_TASK SET_
1. From the monkeypox article, transcribe the passage between "The monkeypox virus" and "a press conference.", inclusive.
2. Can you sum up the monkeypox article in two sentences?
3. Can you take the monkeypox article further, continuing from where it stops?

_DOCUMENT SECTION_
*** Block opens ***

The United Nations' World Health Organization (WHO) has warned of the risk of monkeypox becoming established in new countries.
The monkeypox virus is endemic to Africa, meaning it can resurface often. However, since about May 17th of this year, cases of the rare virus have begun appearing across Europe, and outbreaks have occurred in the U.S., Australia, Canada, and other countries. The total number of cases has surpassed a thousand, though no deaths have been reported so far as a result.
"The risk of monkeypox becoming established in non-endemic countries is real. More than 1,000 confirmed cases of monkeypox have now been reported to WHO from 29 countries that are not endemic for the disease," said World Health Organization chief Tedros Adhanom Ghebreyesus during a press conference.

*** Block closes ***

_SUPPLIED DATA_
*** Block opens ***

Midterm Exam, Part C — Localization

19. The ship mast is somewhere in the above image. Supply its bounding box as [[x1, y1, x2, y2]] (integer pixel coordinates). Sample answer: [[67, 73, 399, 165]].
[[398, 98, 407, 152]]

*** Block closes ***

_RESPONSES PER TASK_
1.
The monkeypox virus is endemic to Africa, meaning it can resurface often. However, since about May 17th of this year, cases of the rare virus have begun appearing across Europe, and outbreaks have occurred in the U.S., Australia, Canada, and other countries. The total number of cases has surpassed a thousand, though no deaths have been reported so far as a result.
"The risk of monkeypox becoming established in non-endemic countries is real. More than 1,000 confirmed cases of monkeypox have now been reported to WHO from 29 countries that are not endemic for the disease," said World Health Organization chief Tedros Adhanom Ghebreyesus during a press conference.

2. The WHO has warned that monkeypox, a virus endemic to Africa, could become established in new countries, since cases began appearing across Europe around May 17th and outbreaks occurred in the U.S., Australia, Canada, and other countries. WHO chief Tedros Adhanom Ghebreyesus said more than 1,000 confirmed cases have been reported from 29 non-endemic countries, though no deaths have been reported so far.

3.
Greece has become the latest country to have the virus appear, and the WHO will be issuing guidance related to community protection, vaccination, infection prevention, and more regarding the virus. According to Sylvie Briand, the WHO's epidemic and pandemic preparedness and prevention director, the smallpox vaccine could be highly effective against monkeypox. The WHO is currently determining how they could distribute the vaccine.
"So far, no deaths have been reported in these countries. Cases have been reported mainly, but not only, among men who have sex with men. Some countries are now beginning to report cases of apparent community transmission, including some cases in women," Tedros continued.